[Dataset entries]
_ _ _ _ _

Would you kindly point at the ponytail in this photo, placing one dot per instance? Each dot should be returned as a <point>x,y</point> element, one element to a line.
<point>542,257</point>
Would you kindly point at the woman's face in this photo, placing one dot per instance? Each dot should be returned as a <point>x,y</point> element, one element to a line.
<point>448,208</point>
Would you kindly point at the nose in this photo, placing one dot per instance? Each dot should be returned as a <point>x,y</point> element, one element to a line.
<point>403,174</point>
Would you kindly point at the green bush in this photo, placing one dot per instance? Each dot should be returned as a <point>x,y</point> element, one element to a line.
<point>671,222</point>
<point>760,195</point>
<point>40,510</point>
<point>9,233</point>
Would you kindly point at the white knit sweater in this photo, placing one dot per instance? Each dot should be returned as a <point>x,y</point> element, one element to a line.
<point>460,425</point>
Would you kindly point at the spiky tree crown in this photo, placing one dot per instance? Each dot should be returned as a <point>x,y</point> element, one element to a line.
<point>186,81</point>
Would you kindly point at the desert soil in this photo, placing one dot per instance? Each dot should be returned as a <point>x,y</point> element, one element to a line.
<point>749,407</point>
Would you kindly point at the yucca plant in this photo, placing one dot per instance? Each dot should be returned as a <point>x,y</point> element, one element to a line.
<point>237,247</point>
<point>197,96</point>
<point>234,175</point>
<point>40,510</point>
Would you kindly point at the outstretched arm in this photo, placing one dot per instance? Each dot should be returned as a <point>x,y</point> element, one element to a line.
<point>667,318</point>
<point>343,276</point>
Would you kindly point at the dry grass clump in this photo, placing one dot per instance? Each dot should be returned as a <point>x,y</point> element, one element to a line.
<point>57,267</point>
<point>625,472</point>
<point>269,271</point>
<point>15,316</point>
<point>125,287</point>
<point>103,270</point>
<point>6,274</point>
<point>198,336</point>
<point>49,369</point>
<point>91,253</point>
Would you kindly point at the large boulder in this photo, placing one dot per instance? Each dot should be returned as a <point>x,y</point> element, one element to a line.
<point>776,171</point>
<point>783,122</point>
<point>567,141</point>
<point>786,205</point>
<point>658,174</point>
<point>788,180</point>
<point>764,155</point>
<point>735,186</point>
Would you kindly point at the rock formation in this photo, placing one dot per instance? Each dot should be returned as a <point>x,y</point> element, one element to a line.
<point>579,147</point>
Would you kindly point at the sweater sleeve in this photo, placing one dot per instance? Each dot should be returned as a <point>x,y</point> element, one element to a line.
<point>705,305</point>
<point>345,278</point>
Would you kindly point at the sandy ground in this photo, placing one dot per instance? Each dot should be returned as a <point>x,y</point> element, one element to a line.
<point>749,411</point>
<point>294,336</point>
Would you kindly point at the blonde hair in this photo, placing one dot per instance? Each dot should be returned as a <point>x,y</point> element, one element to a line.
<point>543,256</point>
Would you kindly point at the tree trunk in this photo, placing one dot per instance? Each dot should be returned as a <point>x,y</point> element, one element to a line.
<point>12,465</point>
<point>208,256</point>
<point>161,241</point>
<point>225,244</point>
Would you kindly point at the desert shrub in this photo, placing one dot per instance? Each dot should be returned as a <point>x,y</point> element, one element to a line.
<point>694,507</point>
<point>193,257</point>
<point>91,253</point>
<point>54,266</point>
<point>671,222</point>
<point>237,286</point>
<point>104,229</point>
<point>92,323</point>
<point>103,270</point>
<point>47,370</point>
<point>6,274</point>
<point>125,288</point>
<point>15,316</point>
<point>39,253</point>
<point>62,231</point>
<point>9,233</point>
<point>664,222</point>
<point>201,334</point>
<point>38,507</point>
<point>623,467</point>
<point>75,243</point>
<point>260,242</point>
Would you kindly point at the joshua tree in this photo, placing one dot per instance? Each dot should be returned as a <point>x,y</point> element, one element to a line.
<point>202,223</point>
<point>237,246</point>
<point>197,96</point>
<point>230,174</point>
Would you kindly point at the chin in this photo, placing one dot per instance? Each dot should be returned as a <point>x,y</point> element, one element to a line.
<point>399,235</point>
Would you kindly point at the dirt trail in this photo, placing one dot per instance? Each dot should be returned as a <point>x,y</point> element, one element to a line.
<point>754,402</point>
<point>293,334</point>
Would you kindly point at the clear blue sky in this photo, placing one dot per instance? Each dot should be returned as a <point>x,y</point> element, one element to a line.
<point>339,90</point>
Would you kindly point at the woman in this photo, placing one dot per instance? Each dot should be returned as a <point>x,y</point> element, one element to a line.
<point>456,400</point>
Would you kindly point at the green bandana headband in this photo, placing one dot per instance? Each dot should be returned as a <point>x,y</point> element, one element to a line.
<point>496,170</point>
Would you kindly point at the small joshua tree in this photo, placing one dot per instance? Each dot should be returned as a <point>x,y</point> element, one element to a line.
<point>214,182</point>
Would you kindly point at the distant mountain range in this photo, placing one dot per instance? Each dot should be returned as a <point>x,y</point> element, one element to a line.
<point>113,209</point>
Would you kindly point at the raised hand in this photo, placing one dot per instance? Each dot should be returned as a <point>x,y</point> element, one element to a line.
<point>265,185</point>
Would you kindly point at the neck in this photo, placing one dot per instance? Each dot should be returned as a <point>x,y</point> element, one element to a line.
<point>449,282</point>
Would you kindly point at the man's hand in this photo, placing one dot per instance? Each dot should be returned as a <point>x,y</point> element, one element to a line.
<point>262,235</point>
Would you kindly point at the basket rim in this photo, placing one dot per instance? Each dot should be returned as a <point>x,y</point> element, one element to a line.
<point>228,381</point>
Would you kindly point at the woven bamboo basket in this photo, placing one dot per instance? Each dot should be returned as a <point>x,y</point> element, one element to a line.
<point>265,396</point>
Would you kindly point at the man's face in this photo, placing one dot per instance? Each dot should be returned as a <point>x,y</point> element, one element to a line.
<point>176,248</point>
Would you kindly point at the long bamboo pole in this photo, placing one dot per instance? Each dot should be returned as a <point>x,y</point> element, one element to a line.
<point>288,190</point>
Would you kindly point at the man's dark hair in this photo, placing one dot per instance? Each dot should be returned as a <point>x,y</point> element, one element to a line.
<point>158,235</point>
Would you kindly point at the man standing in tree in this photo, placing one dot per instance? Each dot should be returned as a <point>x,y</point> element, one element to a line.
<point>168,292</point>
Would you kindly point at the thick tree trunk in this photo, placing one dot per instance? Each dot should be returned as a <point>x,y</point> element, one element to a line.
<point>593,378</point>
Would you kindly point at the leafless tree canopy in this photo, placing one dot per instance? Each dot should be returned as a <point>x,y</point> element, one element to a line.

_ _ _ _ _

All the entries should be written out again precisely.

Written reply
Would you kindly point at the ponytail in this photo, placing one dot per instance? Each dot should be returned as a <point>x,y</point> element, one element to a line.
<point>542,257</point>
Would you kindly point at the woman's face in this photo, placing one dot per instance? Each dot should be returned as a <point>x,y</point> element, one element to a line.
<point>448,208</point>
Would you kindly point at the nose in this photo, placing one dot per instance? Each dot should be returned as a <point>x,y</point> element, one element to a line.
<point>403,174</point>
Would you kindly point at the green bush in this photo, placing one dot per instance? Each dot should be returned as a <point>x,y</point> element, one element to a line.
<point>671,222</point>
<point>760,195</point>
<point>40,510</point>
<point>9,233</point>
Would you kindly point at the white knit sweater in this photo, placing one dot per instance? Each dot should be returned as a <point>x,y</point> element, one element to a line.
<point>460,425</point>
Would you kindly point at the spiky tree crown in this photo, placing one dot per instance? Each dot should be returned as a <point>x,y</point> element, one element to a line.
<point>186,81</point>
Would you kindly point at the desert soil in this photo, placing one dot per instance? Each dot should be returned as a <point>x,y</point> element, one element to a line.
<point>749,407</point>
Would you kindly point at the yucca plant in this photo, placing one dot per instance? Each dot should be returned as a <point>x,y</point> element, one element to a line.
<point>237,247</point>
<point>197,96</point>
<point>234,175</point>
<point>40,510</point>
Would you kindly point at the outstretched arm in this photo, placing one dot per instance? Each dot should be returned as a <point>x,y</point> element, one element to a line.
<point>667,318</point>
<point>343,276</point>
Would you kindly point at the dry grass clump in this photo, placing one dot per instance? Each dot should be returned as a <point>x,y</point> element, one element to a line.
<point>57,267</point>
<point>625,472</point>
<point>269,271</point>
<point>15,316</point>
<point>125,287</point>
<point>103,270</point>
<point>6,274</point>
<point>198,336</point>
<point>49,369</point>
<point>91,253</point>
Would you kindly point at the large boulder in this photo, placing one dot per instance? Each dot should be returned as a <point>x,y</point> element, one element to a line.
<point>776,171</point>
<point>783,122</point>
<point>567,141</point>
<point>786,205</point>
<point>658,174</point>
<point>788,180</point>
<point>764,155</point>
<point>735,186</point>
Would you kindly point at the rock formation in this photo, placing one dot per instance? Each dot should be returned as a <point>x,y</point> element, one element to a line.
<point>579,147</point>
Would you kindly point at the sweater sleeve in this photo, placing one dot per instance? Each dot should be returned as a <point>x,y</point> element, one element to a line.
<point>705,305</point>
<point>345,278</point>
Would you kindly point at the sandy ground in this photo, placing one dot per instance? Each dot should be returned as a <point>x,y</point> element, one element to a line.
<point>749,411</point>
<point>294,336</point>
Would you kindly point at the blonde hair in this photo, placing one dot per instance? Each dot should be returned as a <point>x,y</point> element, one element to a line.
<point>543,256</point>
Would you kindly point at the tree trunk in this photo, placing one dot per instance? Each dot should be returned as a <point>x,y</point> element, one element to a line.
<point>12,465</point>
<point>208,256</point>
<point>161,241</point>
<point>225,244</point>
Would you kindly point at the desert shrub in this photo, placing one dot per instance? Each dot should be returned as a <point>x,y</point> element, one element to a line.
<point>694,507</point>
<point>193,257</point>
<point>91,253</point>
<point>54,266</point>
<point>671,222</point>
<point>237,286</point>
<point>104,229</point>
<point>92,323</point>
<point>103,270</point>
<point>47,370</point>
<point>6,274</point>
<point>125,288</point>
<point>15,316</point>
<point>39,253</point>
<point>62,231</point>
<point>9,233</point>
<point>664,222</point>
<point>201,334</point>
<point>38,507</point>
<point>623,467</point>
<point>75,243</point>
<point>260,242</point>
Would you kindly point at the joshua tree in this photo, placing one dot per instance? Each dot should be returned as a <point>x,y</point> element, one element to a line.
<point>202,223</point>
<point>237,246</point>
<point>197,96</point>
<point>230,174</point>
Would you kindly point at the chin in this photo, placing one dot per instance? Each dot should be returned as a <point>x,y</point> element, one element to a line.
<point>399,235</point>
Would you kindly point at the dirt trail in this photo, placing one dot per instance? Each dot should be returned as a <point>x,y</point> element, one element to a line.
<point>754,402</point>
<point>293,334</point>
Would you kindly point at the clear blue sky in this photo, placing one dot per instance? Each dot should be returned as a <point>x,y</point> element, one element to a line.
<point>339,90</point>
Would you kindly point at the woman in this photo, placing one dot per instance? Each dot should be returned as a <point>x,y</point> element, one element to a line.
<point>456,400</point>
Would you kindly point at the green bandana headband in this photo, placing one dot per instance? Each dot should be returned as a <point>x,y</point> element, one element to a line.
<point>496,170</point>
Would you kindly point at the small joshua tree in this photo, placing one dot per instance? Each dot should be returned as a <point>x,y</point> element, one element to a line.
<point>214,182</point>
Would you kindly point at the distant mountain range in this photo, placing one dot per instance? Each dot should be returned as a <point>x,y</point> element, one element to a line.
<point>113,209</point>
Would you kindly point at the raised hand in this photo, placing one dot per instance? Each dot should be returned as a <point>x,y</point> element, one element to a line.
<point>265,185</point>
Would you kindly point at the neck in this photo, placing one dot per instance? Each dot should be returned as a <point>x,y</point> element, one element to a line.
<point>449,282</point>
Would you kindly point at the man's hand in this photo, placing one dot per instance? Each dot should be returned as a <point>x,y</point> element, one element to a line.
<point>262,235</point>
Would you kindly point at the basket rim in this photo, placing one dot per instance? Each dot should be returned as a <point>x,y</point> element, one element to a line.
<point>228,381</point>
Would you kindly point at the woven bamboo basket in this photo, placing one dot per instance? Each dot should be returned as a <point>x,y</point> element, one element to a line.
<point>265,396</point>
Would you kindly point at the man's face in this photo, placing one dot per instance? Each dot should be returned as a <point>x,y</point> element, one element to a line.
<point>176,248</point>
Would you kindly point at the long bamboo pole in this photo, placing one dot per instance? Each dot should be returned as a <point>x,y</point> element, one element to a line.
<point>288,190</point>
Would you kindly point at the man's dark hair in this photo, placing one dot per instance? Each dot should be returned as a <point>x,y</point> element, one element to a line.
<point>158,235</point>
Would you kindly point at the man standing in tree in this photo, placing one dot per instance? Each dot should be returned as a <point>x,y</point> element, one element to a line.
<point>168,292</point>
Would you kindly point at the thick tree trunk in this photo, placing one dot per instance? Each dot should be returned as a <point>x,y</point> element, one element to a line.
<point>593,378</point>
Would you kindly point at the leafless tree canopy in this photo, placing one dot per instance? Each dot should be returned as a <point>x,y</point> element, one element to a line.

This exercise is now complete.